Domnick et al. [22], and Yu [23] utilized FLUENT software for modeling drying/curing processes, providing insights into paint film quality. Li et al. [24] demonstrated the effectiveness of CFD modeling in capturing flow dynamics to enhance energy efficiency in industrial applications. Albiez et al. [25] used Abaqus software for thermo-mechanical behavior modeling on coated aluminum surfaces. Johnson et al. [26] and Pendar and Páscoa [13] modeled heat transfer using IPS and OpenFOAM software, respectively, focusing on optimizing curing mechanisms and increasing energy efficiency.

Experimental studies by Seubert and Nichols [27], Brinckmann et al. [28], and Chen et al. [29] investigated automotive epoxy clearcoats and water-based paint-drying. Choi et al. [30] explored near-infrared range optimization in convective curing ovens. Agha and Abu-Farha [31] and Sukhodolya et al. [32] conducted experiments to understand curing effects and thermo-mechanical properties, addressing the challenges of experimental methods in this field.
####################
_GOALS_.
**1)** Reproduce the passage on paint-curing research starting with "Domnick et al." and going on through "increasing energy efficiency.".
**2)** In the passage on paint-curing research, which software did Albiez et al. use to model thermo-mechanical behavior on coated aluminum surfaces?
**3)** Summarize the passage on paint-curing research in two sentences.
The material has no connection to the passage on paint-curing research.

_RECORD EXTRACTS_.
####################
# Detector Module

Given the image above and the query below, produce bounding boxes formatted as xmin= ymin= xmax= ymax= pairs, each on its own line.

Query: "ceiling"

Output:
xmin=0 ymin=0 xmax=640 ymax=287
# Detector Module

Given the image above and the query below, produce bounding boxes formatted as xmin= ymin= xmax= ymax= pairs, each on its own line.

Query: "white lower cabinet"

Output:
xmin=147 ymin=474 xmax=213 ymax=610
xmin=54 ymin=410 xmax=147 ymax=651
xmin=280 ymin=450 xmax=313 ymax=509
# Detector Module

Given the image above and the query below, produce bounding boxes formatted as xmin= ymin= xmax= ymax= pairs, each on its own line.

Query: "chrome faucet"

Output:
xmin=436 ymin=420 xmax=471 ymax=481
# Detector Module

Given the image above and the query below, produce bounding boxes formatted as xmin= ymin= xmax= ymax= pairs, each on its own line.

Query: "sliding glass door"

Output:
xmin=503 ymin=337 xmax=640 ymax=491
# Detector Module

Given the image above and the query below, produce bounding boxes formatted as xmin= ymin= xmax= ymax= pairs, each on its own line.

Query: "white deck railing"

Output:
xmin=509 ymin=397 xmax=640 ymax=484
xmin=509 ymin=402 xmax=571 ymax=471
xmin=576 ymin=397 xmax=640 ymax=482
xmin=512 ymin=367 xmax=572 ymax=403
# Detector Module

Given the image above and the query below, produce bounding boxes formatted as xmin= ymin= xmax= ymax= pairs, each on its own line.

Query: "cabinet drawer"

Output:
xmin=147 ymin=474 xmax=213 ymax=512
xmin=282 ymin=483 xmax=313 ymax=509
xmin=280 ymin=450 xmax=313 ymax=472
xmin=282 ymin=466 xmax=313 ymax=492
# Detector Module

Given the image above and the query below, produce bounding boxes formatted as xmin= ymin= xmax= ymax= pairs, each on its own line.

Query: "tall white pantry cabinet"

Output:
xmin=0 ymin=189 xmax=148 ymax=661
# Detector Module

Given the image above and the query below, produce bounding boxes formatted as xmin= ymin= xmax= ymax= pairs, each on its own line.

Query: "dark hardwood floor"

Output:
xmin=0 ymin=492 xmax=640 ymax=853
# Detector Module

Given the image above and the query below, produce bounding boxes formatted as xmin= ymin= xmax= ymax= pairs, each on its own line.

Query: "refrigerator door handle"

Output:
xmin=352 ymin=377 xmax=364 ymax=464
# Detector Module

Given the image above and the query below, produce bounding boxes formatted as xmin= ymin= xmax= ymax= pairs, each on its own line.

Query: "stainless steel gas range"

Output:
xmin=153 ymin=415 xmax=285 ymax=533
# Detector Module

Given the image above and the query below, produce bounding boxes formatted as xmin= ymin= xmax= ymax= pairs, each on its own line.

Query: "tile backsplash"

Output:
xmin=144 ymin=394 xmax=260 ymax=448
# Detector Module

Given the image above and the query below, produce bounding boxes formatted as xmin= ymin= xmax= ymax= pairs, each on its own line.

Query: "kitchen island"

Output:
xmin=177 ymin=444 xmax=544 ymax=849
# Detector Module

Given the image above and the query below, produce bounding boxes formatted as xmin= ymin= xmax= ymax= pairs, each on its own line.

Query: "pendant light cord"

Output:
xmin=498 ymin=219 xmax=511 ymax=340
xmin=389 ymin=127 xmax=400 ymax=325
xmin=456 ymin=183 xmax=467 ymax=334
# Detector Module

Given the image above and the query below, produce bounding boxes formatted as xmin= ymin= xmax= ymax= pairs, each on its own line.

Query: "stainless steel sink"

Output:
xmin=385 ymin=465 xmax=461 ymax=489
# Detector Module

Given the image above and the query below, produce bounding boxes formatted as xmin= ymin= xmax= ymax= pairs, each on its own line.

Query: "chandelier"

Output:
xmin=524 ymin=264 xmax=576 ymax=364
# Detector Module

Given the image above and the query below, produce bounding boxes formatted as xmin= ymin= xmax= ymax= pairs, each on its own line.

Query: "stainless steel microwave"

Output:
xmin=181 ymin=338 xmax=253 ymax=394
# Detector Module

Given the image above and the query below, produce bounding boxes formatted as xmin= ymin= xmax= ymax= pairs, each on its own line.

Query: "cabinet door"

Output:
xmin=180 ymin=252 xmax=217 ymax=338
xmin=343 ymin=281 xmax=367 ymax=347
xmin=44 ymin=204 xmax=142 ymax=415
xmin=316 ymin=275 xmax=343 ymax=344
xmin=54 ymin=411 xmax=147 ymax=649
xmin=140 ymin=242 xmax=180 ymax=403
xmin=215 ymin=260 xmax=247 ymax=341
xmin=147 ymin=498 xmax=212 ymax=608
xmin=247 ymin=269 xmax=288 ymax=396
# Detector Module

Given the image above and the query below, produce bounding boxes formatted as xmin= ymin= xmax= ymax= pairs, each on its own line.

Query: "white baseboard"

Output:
####################
_ANSWERS GIVEN_.
**1)**
Domnick et al. [22], and Yu [23] utilized FLUENT software for modeling drying/curing processes, providing insights into paint film quality. Li et al. [24] demonstrated the effectiveness of CFD modeling in capturing flow dynamics to enhance energy efficiency in industrial applications. Albiez et al. [25] used Abaqus software for thermo-mechanical behavior modeling on coated aluminum surfaces. Johnson et al. [26] and Pendar and Páscoa [13] modeled heat transfer using IPS and OpenFOAM software, respectively, focusing on optimizing curing mechanisms and increasing energy efficiency.

**2)** Abaqus

**3)** Earlier studies used software such as FLUENT, Abaqus, IPS, and OpenFOAM to model drying and curing, thermo-mechanical behavior, and heat transfer, with attention to paint film quality, curing optimization, and energy efficiency. Experimental studies examined automotive epoxy clearcoats, water-based paint drying, near-infrared range optimization in convective curing ovens, and curing effects and thermo-mechanical properties.